◆ Selected text ◆
───

Florent Lucien Serra (born 28 February 1981) is a French retired professional tennis player. A right-hander, he won two ATP titles during his career and achieved a career-high singles ranking of World No. 36 in June 2006.

Career

Early life and junior career

Serra was born in Bordeaux, in the southwest of France, in 1981 to Jean-Luc and Martine. He started playing tennis at the age of seven at a tennis club in Bordeaux after his father got him involved. After completing his A-level equivalent (the French "bac") with a major in economics at 18, Serra left Bordeaux for Paris, to train under the national training program at Roland Garros. As a result of playing minimal junior tournaments, his career high junior ranking was no. 437 on 31 December 1999. He turned pro in 2000.

Professional career

From 2000 to 2002, he reached six Futures finals, winning one of them, along with reaching his first Challenger final. He made his debut on the ATP Tour in 2003. In 2005 he had his most successful year, winning three out of four Challenger finals, and his first ATP tour title, in Bucharest. He won his second title the following year in Adelaide.

───

◆ Given exercise 1 ◆
Can you return, unchanged, the entries from the line with "TARGET = floor reflection" up to and including the last line of the entries?

Location annotation dataset excerpts
───

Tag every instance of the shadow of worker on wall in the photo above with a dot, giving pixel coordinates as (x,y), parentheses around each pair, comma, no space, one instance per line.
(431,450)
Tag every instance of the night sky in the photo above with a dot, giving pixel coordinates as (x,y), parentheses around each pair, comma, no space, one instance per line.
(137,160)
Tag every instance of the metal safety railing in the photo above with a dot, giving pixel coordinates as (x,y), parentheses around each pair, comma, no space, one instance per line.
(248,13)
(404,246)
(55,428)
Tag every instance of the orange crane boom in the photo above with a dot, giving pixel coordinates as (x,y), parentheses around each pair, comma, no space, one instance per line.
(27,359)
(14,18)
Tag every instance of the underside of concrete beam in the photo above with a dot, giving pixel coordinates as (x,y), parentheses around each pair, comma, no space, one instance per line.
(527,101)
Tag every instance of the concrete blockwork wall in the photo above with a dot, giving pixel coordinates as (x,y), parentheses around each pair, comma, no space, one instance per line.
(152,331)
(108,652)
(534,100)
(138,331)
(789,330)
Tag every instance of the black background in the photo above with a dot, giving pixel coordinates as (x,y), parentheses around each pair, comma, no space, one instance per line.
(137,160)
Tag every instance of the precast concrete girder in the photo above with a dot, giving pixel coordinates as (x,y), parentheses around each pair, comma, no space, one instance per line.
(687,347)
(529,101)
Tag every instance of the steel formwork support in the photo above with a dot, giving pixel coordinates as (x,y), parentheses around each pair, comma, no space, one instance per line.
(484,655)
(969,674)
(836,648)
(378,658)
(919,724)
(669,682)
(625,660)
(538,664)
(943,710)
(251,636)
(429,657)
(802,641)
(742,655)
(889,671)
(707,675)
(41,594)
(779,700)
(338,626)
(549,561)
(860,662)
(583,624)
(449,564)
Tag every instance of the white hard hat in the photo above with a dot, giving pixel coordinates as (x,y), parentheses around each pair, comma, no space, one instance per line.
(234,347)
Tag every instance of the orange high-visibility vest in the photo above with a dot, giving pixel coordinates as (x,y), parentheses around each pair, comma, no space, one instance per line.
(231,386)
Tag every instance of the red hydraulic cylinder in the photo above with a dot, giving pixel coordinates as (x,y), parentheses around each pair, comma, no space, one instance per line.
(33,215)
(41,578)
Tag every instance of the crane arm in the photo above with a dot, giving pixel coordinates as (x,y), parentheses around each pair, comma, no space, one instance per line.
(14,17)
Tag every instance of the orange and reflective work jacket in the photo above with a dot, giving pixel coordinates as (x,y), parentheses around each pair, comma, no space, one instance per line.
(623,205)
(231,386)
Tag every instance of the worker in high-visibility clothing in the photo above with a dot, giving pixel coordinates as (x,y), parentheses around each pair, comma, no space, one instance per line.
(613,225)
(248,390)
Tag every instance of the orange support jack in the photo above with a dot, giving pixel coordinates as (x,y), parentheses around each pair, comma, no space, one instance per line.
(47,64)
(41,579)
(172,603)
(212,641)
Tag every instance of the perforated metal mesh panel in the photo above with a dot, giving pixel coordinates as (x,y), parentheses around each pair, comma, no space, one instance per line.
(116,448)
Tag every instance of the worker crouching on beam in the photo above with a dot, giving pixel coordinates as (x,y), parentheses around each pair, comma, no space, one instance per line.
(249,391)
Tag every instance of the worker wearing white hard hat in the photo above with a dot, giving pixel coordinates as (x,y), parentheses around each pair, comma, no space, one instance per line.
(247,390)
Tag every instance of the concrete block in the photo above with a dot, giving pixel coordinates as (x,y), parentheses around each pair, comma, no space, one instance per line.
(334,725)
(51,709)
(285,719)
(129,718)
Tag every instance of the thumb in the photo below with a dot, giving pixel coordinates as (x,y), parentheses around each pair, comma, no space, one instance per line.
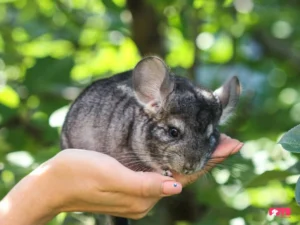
(152,185)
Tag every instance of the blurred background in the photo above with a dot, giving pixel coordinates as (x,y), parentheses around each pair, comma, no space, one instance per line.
(51,50)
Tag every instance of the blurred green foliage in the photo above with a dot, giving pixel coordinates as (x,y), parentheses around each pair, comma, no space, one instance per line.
(50,50)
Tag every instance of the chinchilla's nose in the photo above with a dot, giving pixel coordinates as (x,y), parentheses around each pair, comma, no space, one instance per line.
(188,168)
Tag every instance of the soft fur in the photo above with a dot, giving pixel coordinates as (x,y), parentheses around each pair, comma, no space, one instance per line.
(130,116)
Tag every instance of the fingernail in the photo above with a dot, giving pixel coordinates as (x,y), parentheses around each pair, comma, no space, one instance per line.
(171,188)
(238,147)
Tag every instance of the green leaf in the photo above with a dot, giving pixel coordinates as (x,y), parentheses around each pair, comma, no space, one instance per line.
(297,191)
(9,97)
(291,140)
(266,177)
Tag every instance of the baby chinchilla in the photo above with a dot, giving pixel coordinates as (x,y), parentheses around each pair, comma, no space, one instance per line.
(150,119)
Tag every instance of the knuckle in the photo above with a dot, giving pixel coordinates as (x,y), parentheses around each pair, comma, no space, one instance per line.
(138,216)
(140,207)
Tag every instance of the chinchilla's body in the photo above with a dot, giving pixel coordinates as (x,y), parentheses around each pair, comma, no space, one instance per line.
(149,119)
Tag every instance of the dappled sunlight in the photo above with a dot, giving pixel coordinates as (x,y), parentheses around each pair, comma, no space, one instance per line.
(51,50)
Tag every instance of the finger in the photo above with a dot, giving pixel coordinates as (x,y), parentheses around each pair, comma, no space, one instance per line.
(149,184)
(226,147)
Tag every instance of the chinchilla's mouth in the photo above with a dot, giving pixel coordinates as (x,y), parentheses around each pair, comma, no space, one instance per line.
(166,171)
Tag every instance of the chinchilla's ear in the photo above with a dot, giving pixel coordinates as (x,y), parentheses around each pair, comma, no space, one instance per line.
(152,83)
(228,95)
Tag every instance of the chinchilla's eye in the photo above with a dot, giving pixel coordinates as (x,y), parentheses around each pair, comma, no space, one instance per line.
(173,132)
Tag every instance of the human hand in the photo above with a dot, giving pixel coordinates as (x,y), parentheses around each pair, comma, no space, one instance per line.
(226,147)
(86,181)
(95,182)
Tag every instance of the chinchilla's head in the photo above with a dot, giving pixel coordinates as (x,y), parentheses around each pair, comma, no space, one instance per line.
(180,132)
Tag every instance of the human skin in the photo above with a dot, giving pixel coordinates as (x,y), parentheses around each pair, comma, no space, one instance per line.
(87,181)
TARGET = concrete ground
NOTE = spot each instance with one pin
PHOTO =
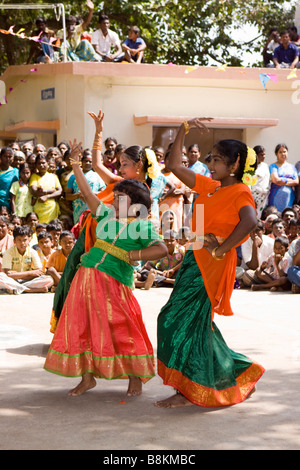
(36, 413)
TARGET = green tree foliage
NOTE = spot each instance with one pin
(193, 32)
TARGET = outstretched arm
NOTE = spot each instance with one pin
(75, 159)
(104, 173)
(175, 158)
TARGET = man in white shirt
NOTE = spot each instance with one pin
(103, 39)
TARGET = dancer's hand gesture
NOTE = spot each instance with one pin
(98, 120)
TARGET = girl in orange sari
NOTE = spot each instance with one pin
(192, 354)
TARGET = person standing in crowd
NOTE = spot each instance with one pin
(192, 354)
(284, 179)
(78, 49)
(134, 46)
(45, 188)
(260, 190)
(8, 175)
(104, 39)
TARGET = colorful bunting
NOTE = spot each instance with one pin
(265, 77)
(292, 74)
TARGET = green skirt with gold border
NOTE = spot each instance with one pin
(192, 354)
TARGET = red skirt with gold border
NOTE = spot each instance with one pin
(101, 331)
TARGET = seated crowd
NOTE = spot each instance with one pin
(102, 45)
(42, 213)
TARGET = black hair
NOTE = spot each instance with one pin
(102, 18)
(289, 209)
(53, 226)
(29, 214)
(278, 146)
(4, 219)
(43, 235)
(22, 230)
(41, 225)
(5, 149)
(283, 241)
(233, 149)
(138, 192)
(170, 234)
(66, 233)
(277, 221)
(137, 154)
(258, 149)
(192, 146)
(24, 166)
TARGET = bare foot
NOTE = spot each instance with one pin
(251, 392)
(174, 401)
(87, 383)
(150, 279)
(134, 387)
(295, 289)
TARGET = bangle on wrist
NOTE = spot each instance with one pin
(74, 162)
(213, 254)
(186, 127)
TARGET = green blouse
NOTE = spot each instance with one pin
(128, 234)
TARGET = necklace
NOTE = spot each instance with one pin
(211, 194)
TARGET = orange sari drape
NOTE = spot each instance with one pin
(217, 211)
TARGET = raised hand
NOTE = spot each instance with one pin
(76, 150)
(98, 120)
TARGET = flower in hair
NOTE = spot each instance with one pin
(153, 167)
(248, 177)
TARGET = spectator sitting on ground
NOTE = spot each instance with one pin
(294, 36)
(57, 261)
(286, 55)
(294, 271)
(272, 42)
(184, 237)
(22, 267)
(254, 251)
(272, 273)
(19, 158)
(103, 39)
(293, 230)
(278, 229)
(42, 51)
(78, 49)
(6, 239)
(268, 223)
(55, 229)
(134, 46)
(44, 248)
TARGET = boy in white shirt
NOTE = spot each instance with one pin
(103, 39)
(22, 267)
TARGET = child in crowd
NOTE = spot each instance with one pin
(6, 239)
(278, 228)
(294, 230)
(22, 267)
(32, 220)
(57, 261)
(55, 229)
(272, 273)
(184, 237)
(20, 193)
(44, 248)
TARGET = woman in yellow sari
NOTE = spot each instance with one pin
(45, 188)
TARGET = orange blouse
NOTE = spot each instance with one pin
(217, 211)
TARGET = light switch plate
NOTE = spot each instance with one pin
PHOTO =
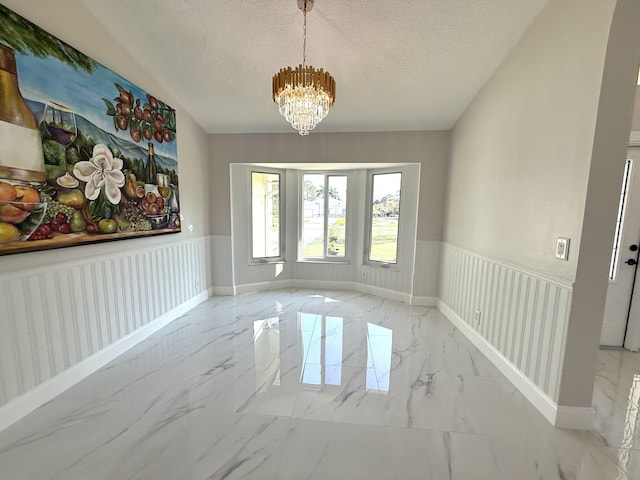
(562, 248)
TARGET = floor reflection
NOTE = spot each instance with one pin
(324, 345)
(266, 349)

───

◆ Given exercise 2 ◆
Could you retype the Florent Serra biography word for word, from "Serra was born" up to and including "year in Adelaide."?

◆ Full solution 1 ◆
TARGET = floor reflection
NOTE = spot each instance with one pin
(324, 345)
(266, 349)

◆ Full solution 2 ◆
Serra was born in Bordeaux, in the southwest of France, in 1981 to Jean-Luc and Martine. He started playing tennis at the age of seven at a tennis club in Bordeaux after his father got him involved. After completing his A-level equivalent (the French "bac") with a major in economics at 18, Serra left Bordeaux for Paris, to train under the national training program at Roland Garros. As a result of playing minimal junior tournaments, his career high junior ranking was no. 437 on 31 December 1999. He turned pro in 2000.

Professional career

From 2000 to 2002, he reached six Futures finals, winning one of them, along with reaching his first Challenger final. He made his debut on the ATP Tour in 2003. In 2005 he had his most successful year, winning three out of four Challenger finals, and his first ATP tour title, in Bucharest. He won his second title the following year in Adelaide.